* [TEXTAUSZUG]:
· · ·

Die Beobachtung, dass die Grenze zwischen dem Ästhetischen und dem Nicht-Ästhetischen, welche man lange als Moment des Nichtidentischen, als Einbruch des Schreckens und als Bruch mit der vertrauten Wahrnehmung beschrieben hat, unscharf geworden ist, ist nicht neu. Neu ist, dass diese Unschärfe als Mangel an Differenzierung erlebt wird, ein Mangel, der nach neuen Strategien der Sensibilisierung fragen lässt. So erscheint es bezeichnend, dass das filmische Werk von Harun Farocki, der seit den 70er Jahren das Augenmerk auf die Pathologien unserer Gesellschaft lenkt, wieder entdeckt und retrospektiv bearbeitet wird.

Der Westfälische Kunstverein in Münster zeigt noch bis zum 5. August eine Auswahl seiner Arbeiten auf Video, sowie zwei Installationen. Ergänzend ist die Publikation Nachdruck erschienen, eine Zusammenstellung von Texten des Filmemachers aus den letzten drei Jahrzehnten. "Sie geben Einblick in Farockis filmische Arbeit und die sie leitende Fragestellung nach dem Status, der Produktion und Wahrnehmung medial und technisch vermittelter Bilder. Farocki, ein kritischer Beobachter des politischen und kulturellen Geschehens, legt mit seinen Filmen und Texten verborgende Gehalte der Bilder unter dem Schutt der Codierungen frei, die sich im Lauf ihrer Entstehung, ihres Einsatzes in den verschiedenen Medien und ihrer Rezeption darüber gelegt haben. Farockis dekonstruierende Reflexionen überraschen immer wieder und setzen über den Film hinaus neue Maßstäbe für die Bild-Künste."(1)

· · ·

* [AUFGABENSTELLUNG]:
Setzen Sie den Text über Harun Farocki im Anschluss an seinen letzten Satz fort. Die Datensätze werden hierfür nicht gebraucht.

* [GEGEBENE INFORMATIONEN]:
· · ·

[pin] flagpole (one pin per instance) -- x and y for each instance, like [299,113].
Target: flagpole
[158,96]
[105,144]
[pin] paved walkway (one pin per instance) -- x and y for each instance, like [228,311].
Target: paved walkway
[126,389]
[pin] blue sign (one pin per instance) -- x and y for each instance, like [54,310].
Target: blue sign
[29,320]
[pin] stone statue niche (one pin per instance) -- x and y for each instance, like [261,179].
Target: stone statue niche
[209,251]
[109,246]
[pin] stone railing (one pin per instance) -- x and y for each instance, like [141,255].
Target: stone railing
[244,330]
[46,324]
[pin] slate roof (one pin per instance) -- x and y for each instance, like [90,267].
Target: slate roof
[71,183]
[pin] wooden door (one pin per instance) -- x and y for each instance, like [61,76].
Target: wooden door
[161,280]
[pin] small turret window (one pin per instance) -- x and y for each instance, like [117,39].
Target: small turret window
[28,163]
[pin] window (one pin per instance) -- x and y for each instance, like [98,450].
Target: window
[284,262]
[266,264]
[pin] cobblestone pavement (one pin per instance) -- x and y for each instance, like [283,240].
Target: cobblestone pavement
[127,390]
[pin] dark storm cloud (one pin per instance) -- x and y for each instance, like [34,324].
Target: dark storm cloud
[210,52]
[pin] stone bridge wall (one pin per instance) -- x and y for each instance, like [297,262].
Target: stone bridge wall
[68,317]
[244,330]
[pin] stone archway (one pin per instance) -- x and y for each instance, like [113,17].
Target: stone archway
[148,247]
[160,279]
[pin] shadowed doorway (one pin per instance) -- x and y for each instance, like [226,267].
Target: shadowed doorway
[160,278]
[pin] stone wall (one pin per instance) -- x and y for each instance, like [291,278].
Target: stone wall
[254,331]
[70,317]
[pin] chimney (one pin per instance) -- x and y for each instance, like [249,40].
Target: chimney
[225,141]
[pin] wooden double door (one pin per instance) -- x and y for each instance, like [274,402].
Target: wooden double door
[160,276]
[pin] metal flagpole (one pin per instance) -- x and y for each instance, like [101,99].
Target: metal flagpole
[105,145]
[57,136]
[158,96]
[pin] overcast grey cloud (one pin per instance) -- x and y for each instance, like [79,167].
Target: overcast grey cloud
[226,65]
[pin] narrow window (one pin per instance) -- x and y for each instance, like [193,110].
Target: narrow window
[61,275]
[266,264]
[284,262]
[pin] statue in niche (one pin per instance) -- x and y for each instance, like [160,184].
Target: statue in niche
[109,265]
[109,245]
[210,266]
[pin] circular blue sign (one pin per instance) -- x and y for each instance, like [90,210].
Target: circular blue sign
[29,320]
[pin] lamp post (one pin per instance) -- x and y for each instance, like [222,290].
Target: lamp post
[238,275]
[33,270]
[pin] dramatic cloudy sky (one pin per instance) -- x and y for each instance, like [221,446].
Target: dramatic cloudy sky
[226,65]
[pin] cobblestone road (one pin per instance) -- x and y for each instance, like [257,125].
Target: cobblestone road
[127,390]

· · ·

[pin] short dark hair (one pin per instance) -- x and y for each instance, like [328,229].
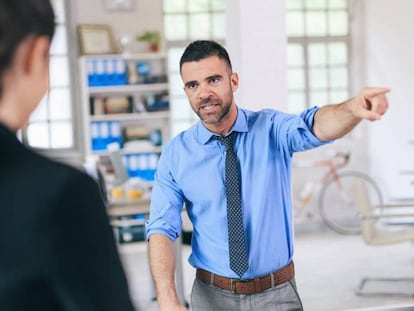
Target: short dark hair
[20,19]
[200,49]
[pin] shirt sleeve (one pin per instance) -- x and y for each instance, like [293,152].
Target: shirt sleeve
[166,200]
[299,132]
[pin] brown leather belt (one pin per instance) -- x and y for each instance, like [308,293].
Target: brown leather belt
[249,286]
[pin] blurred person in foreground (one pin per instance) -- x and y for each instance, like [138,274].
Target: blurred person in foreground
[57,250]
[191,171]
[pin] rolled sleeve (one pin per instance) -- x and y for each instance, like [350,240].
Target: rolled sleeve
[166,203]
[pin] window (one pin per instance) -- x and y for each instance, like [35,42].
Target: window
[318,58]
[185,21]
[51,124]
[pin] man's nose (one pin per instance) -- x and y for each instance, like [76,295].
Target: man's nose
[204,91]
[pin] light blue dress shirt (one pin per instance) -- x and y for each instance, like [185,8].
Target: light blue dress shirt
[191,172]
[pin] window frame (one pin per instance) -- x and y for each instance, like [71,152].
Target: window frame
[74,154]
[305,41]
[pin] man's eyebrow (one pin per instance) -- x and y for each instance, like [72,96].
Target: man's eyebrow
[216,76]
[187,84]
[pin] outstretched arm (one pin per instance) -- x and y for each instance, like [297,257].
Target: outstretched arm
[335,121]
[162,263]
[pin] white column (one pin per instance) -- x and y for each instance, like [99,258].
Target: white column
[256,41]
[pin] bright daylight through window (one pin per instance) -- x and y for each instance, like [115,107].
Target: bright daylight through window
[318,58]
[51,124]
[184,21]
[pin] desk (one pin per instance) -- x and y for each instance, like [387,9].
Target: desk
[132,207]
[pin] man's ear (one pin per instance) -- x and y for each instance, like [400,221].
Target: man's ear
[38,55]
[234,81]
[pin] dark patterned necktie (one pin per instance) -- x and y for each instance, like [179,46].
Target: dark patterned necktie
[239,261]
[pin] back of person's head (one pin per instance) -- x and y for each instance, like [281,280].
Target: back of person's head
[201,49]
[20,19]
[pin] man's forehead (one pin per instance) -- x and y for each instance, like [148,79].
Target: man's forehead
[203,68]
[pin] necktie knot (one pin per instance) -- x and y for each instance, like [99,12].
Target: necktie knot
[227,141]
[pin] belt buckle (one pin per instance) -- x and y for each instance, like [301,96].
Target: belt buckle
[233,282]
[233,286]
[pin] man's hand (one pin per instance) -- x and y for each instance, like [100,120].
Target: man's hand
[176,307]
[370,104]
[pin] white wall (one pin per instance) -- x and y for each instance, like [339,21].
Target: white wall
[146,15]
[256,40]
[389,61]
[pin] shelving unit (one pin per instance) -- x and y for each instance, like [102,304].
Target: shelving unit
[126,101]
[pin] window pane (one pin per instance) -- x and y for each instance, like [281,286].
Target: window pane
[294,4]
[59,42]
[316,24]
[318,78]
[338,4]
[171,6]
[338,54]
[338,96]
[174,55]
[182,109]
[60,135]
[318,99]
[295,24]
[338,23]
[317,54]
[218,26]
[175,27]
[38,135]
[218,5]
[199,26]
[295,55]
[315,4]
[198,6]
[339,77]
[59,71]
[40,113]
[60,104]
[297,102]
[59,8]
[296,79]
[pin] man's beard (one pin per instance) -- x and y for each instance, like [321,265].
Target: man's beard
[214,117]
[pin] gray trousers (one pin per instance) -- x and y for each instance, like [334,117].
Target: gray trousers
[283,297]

· · ·

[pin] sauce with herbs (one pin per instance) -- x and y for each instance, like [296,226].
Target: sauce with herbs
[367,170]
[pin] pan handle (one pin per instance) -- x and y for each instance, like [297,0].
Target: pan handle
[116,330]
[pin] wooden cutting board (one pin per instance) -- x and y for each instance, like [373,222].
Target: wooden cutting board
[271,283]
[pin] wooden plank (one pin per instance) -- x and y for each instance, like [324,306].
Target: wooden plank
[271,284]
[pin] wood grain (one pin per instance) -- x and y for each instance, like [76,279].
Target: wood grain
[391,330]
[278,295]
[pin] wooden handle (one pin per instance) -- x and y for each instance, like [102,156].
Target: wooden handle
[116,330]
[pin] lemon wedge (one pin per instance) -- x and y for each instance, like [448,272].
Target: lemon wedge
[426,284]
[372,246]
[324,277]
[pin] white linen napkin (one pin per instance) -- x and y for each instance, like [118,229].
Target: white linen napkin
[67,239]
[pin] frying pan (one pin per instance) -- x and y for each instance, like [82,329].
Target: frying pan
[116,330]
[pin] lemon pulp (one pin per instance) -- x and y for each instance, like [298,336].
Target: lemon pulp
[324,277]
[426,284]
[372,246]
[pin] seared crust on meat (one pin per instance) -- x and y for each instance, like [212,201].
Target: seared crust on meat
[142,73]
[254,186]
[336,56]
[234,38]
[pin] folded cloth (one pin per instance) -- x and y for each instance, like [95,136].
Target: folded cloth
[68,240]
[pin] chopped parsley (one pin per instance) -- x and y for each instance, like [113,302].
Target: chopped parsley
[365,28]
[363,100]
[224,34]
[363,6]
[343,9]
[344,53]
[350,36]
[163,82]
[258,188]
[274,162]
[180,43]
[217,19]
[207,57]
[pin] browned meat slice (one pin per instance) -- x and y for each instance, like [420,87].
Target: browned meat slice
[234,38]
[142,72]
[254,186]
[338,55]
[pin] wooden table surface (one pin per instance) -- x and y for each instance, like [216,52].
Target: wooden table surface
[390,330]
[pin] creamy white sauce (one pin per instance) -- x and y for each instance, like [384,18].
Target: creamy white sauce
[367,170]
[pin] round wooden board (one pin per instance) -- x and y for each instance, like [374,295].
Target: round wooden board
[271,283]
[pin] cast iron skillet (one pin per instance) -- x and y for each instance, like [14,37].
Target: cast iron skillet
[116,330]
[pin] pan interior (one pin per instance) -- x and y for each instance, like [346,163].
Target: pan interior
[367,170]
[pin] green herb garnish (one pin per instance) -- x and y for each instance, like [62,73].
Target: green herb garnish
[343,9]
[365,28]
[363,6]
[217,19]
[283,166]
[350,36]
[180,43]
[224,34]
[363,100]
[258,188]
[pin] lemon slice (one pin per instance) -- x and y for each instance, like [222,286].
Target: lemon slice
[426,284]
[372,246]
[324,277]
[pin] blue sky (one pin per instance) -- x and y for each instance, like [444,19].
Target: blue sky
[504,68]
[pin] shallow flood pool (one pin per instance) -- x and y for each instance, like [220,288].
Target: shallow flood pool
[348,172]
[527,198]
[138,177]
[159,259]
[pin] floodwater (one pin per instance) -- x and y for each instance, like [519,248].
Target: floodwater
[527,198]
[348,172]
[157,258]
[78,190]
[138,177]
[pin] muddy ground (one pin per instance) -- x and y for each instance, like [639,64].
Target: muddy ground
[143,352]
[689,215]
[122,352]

· · ·

* [ANTWORT]:
Farocki, geboren 1944 in Nový Jicin (Neutitschein), gelegen in dem damals von den Deutschen annektierten Teil der Tschecheslowakei, gehört zu den wichtigsten Vertretern des zeitgenössischen Dokumentarischen Films. Als Student der deutschen Film- und Fernsehakademie Berlin (DFFB) dreht er Ende der 60er Jahre politische Agitationsfilme gegen den Vietnamkrieg. Später folgen Lehrfilme. Aufgrund seines politischen Engagements wird er von der Filmakademie relegiert und arbeitet zehn Jahre als Redakteur der Zeitschrift "Filmkritik". Mehrere Jahre dauert seine Arbeit an dem Film Zwischen zwei Kriegen, der 1977 fertiggestellt, internationale Aufmerksamkeit erlangt. In den folgenden zwei Jahrzehnten entsteht ein umfangreiches Oeuvre, das drei Spielfilme, essayistische Filmexperimente, Filmgeschichtliches und Dokumentationen umfasst. Seit 1993 lehrt Farocki an der University of California, Berkeley, und seit dem letzten Jahr auch wieder in Berlin, an der Filmakademie und der HBK. Mit Stilleben, einem Filmessay über die heutige Werbefotografie, war er Teilnehmer der documenta X. In den letzten Jahren sind u.a. Installationen über Gefängnisse und shopping-malls in den USA entstanden. Nachweise zu allen Filmen von Harun Farocki findet man unter www.farocki-film.de.

Tilman Baumgärtel hat in seiner Monographie über den Filmemacher gezeigt, wie sich an Farockis Werk ein exemplarischer Prozess der ästhetischen Bewusstwerdung vollzieht, in dessen Verlauf sich das filmische Anliegen "vom Guerillakino zum Essayfilm" wandelt.2 Farockis Annäherung an die eigene Tätigkeit erfolgt in fünf Phasen: Auf die kurze Phase der Agitation (die Lehrfilme) folgt nahezu übergangslos die Phase der Realisation (die Autorenfilme). Es kommt zu einem ersten Rewind, dem Zurückbeugen auf das eigene Handwerk, daran schließt sich die Phase der Dokumentation (die Beobachtungsfilme), die schließlich in die Phase der Reflexion (die Essayfilme) mit Versionen (die Found Footage Filme) mündet.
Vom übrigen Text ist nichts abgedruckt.